##### Provided data #####
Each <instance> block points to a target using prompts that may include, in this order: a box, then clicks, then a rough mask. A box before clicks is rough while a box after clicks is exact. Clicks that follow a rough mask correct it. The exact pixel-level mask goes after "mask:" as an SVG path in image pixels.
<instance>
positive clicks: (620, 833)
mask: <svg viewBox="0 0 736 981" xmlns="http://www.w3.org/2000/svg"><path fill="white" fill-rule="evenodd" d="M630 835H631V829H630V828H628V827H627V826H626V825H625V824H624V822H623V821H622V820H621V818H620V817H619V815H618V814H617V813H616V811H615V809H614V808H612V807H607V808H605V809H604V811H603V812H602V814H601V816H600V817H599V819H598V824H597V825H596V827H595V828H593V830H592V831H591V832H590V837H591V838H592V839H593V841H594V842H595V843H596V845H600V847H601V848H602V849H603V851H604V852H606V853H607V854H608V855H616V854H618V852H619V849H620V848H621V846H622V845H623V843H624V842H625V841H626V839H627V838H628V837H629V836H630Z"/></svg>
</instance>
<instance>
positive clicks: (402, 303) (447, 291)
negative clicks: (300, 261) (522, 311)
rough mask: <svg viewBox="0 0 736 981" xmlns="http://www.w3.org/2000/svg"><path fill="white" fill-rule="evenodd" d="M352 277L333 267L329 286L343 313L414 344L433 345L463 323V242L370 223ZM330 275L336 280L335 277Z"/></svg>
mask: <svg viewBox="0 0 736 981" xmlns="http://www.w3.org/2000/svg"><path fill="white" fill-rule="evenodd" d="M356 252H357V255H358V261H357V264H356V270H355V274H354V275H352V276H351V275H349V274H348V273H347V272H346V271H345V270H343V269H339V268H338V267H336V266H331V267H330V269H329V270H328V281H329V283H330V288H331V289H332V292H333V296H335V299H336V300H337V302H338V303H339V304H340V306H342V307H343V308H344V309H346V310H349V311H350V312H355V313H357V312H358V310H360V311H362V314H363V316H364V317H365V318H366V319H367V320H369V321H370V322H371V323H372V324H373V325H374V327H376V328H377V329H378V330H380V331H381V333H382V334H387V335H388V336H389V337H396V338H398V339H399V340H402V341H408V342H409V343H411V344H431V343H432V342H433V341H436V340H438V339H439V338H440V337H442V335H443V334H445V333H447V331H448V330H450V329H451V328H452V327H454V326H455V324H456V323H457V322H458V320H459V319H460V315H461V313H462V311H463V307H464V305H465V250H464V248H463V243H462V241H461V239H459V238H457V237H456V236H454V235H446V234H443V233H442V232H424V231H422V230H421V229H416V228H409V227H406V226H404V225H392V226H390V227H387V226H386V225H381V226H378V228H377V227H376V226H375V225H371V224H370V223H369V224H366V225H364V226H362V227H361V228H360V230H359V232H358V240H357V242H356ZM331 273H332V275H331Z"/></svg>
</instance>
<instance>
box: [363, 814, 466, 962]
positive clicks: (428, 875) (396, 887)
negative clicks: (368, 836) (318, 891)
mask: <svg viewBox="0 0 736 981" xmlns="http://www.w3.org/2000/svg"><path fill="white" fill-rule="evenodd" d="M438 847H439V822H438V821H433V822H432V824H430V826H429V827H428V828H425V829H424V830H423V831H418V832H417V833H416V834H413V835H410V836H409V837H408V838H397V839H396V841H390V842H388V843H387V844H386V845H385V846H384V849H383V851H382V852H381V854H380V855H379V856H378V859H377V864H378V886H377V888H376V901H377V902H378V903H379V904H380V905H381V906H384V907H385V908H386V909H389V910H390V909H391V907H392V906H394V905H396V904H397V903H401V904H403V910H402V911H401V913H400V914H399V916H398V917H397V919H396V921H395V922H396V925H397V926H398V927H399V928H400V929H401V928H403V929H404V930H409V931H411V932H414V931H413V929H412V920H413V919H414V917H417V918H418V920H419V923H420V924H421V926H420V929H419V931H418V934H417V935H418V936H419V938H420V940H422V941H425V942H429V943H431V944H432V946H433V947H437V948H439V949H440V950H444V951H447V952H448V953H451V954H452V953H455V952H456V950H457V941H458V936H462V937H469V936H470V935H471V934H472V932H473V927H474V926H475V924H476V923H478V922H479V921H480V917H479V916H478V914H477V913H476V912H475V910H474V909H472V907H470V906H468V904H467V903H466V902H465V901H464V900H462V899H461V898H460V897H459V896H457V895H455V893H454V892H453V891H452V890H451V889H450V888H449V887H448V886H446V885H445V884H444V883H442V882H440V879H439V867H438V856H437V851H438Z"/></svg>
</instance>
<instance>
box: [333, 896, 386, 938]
#####
_What is needed:_ Word for word, transcribe each record.

_Task answer:_
Each <instance> block points to a target using prompts that may include, in this order: a box, then clicks, then a rough mask. A box before clicks is rough while a box after clicks is exact. Clicks that follow a rough mask correct it. The exact pixel-level mask goes after "mask:" as an SVG path in image pixels.
<instance>
positive clicks: (620, 833)
mask: <svg viewBox="0 0 736 981" xmlns="http://www.w3.org/2000/svg"><path fill="white" fill-rule="evenodd" d="M630 835H631V829H630V828H628V827H627V826H626V825H625V824H624V822H623V821H622V820H621V818H620V817H619V815H618V814H617V813H616V811H615V809H614V808H612V807H607V808H605V809H604V811H603V812H602V814H601V816H600V817H599V819H598V824H597V825H596V827H595V828H593V830H592V831H591V832H590V837H591V838H592V839H593V841H594V842H595V843H596V845H600V847H601V848H602V849H603V851H604V852H606V853H607V854H608V855H616V854H618V852H619V849H620V848H621V846H622V845H623V843H624V842H625V841H626V839H627V838H628V837H629V836H630Z"/></svg>
</instance>
<instance>
positive clicks: (402, 303) (447, 291)
negative clicks: (300, 261) (522, 311)
rough mask: <svg viewBox="0 0 736 981" xmlns="http://www.w3.org/2000/svg"><path fill="white" fill-rule="evenodd" d="M352 277L333 267L329 286L343 313L414 344L433 345L463 323V242L370 223ZM330 275L336 280L335 277Z"/></svg>
mask: <svg viewBox="0 0 736 981" xmlns="http://www.w3.org/2000/svg"><path fill="white" fill-rule="evenodd" d="M356 252H357V255H358V261H357V264H356V270H355V274H354V275H352V276H351V275H349V274H348V273H347V272H346V271H345V270H343V269H339V268H338V267H336V266H331V267H330V269H329V270H328V281H329V283H330V288H331V289H332V292H333V296H335V299H336V300H337V302H338V303H339V304H340V306H342V307H343V308H344V309H346V310H349V311H350V312H355V313H357V312H358V310H360V311H362V314H363V316H364V317H365V318H366V319H367V320H369V321H370V322H371V323H372V324H373V325H374V327H376V328H377V329H378V330H380V331H381V333H382V334H387V335H388V336H389V337H396V338H398V339H399V340H402V341H408V342H409V343H411V344H431V343H432V342H433V341H436V340H438V339H439V338H440V337H442V335H443V334H445V333H447V331H448V330H450V329H451V328H452V327H454V326H455V324H456V323H457V322H458V320H459V319H460V315H461V313H462V311H463V307H464V305H465V250H464V248H463V243H462V241H461V239H459V238H457V237H456V236H454V235H446V234H443V233H442V232H424V231H422V230H421V229H416V228H409V227H406V226H404V225H392V226H390V227H387V226H386V225H381V226H378V228H377V227H376V226H375V225H371V224H370V223H369V224H366V225H364V226H362V227H361V228H360V230H359V232H358V240H357V242H356ZM331 273H332V275H331Z"/></svg>
</instance>
<instance>
box: [363, 814, 466, 962]
positive clicks: (428, 875) (396, 887)
negative clicks: (368, 836) (318, 891)
mask: <svg viewBox="0 0 736 981" xmlns="http://www.w3.org/2000/svg"><path fill="white" fill-rule="evenodd" d="M438 847H439V822H438V821H433V822H432V824H430V826H429V827H428V828H425V829H424V830H423V831H418V832H417V833H416V834H413V835H410V836H409V837H408V838H397V839H396V841H390V842H388V843H387V844H386V845H385V846H384V849H383V851H382V852H381V854H380V855H379V856H378V859H377V864H378V886H377V888H376V901H377V902H378V903H379V904H380V905H381V906H384V907H385V908H386V909H389V910H390V909H391V907H392V906H394V905H396V904H397V903H401V904H403V910H402V911H401V913H400V914H399V916H398V917H397V919H396V921H395V922H396V925H397V926H398V927H399V928H400V929H401V928H403V929H404V930H409V931H411V932H414V931H413V929H412V920H413V919H414V917H417V918H418V920H419V923H420V924H421V926H420V929H419V931H418V934H417V935H418V936H419V938H420V940H422V941H425V942H429V943H431V944H432V946H433V947H437V948H439V949H440V950H444V951H447V952H448V953H451V954H452V953H455V952H456V950H457V941H458V936H462V937H469V936H470V935H471V934H472V932H473V927H474V926H475V924H476V923H478V922H479V921H480V917H479V916H478V914H477V913H476V912H475V910H474V909H472V907H470V906H468V904H467V903H466V902H465V901H464V900H462V899H461V898H460V897H459V896H457V895H455V893H454V892H453V891H452V890H451V889H450V888H449V887H448V886H446V885H445V884H444V883H442V882H440V879H439V867H438V856H437V851H438Z"/></svg>
</instance>
<instance>
box: [333, 896, 386, 938]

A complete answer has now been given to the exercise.